>> begin SUPPLIED MATERIAL

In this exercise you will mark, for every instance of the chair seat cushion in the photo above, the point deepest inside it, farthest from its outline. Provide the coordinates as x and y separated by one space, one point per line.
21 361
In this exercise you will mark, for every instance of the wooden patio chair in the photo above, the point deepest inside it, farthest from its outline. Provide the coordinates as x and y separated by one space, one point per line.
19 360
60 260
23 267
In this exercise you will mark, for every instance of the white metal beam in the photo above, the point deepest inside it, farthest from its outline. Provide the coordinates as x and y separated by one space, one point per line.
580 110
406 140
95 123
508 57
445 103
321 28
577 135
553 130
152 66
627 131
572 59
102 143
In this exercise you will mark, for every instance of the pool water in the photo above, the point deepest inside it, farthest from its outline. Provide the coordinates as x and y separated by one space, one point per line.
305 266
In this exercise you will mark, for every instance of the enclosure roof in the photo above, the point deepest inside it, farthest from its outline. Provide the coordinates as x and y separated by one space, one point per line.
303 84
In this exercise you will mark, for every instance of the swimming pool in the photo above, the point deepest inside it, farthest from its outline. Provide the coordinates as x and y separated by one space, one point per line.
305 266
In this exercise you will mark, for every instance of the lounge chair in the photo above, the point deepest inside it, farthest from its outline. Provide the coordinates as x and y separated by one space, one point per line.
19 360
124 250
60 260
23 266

>> end SUPPLIED MATERIAL

**PROBLEM STATEMENT**:
Copy all of the records above, reproducing every line without changing a word.

**ANSWER IN FULL**:
In this exercise you will mark, for every instance of the chair seat cushion in the photo above, the point deepest inside it, farthest from its outline. Provide the coordinates as x and y separated by one space, one point per line.
21 361
In this exercise you will mark, for every instance of the wooden patio chair in the photo above, the point deepest inside it, farthest from its outline. Provide the coordinates as x and y separated by one space, one point per line.
19 360
60 260
23 267
In this exercise you will mark, for every instance of the white metal beam in the photo above, the point deepest inside it, farthest from its outline. Provide the coordinates as x and y separated by one space, one point per line.
580 110
406 140
95 123
508 57
445 103
321 28
577 135
553 130
152 66
627 131
572 59
102 143
In this exercise you will mark, for every instance of the pool water in the photo above, the point deepest inside it, farthest from its outline. Provide the coordinates as x and y separated by one space, one point per line.
305 266
In this exercise you will mark, for every instance of the enclosure roof in the photo above, the point deepest inside it, farthest from its outline. Provide the coordinates as x and y separated by one space, one point per line.
303 84
In this exercise you will mark, for every instance of the swimming pool in the photo above, the point deepest inside it, farthest from its outline. Provide the coordinates as x and y separated by one space, one point per line.
305 266
In this exercise you will mark, for every instance of the lounge chair in the photo above, the point deepest inside it, farthest from its outline. Provide the coordinates as x and y separated by one space, one point per line.
19 360
124 250
60 260
23 266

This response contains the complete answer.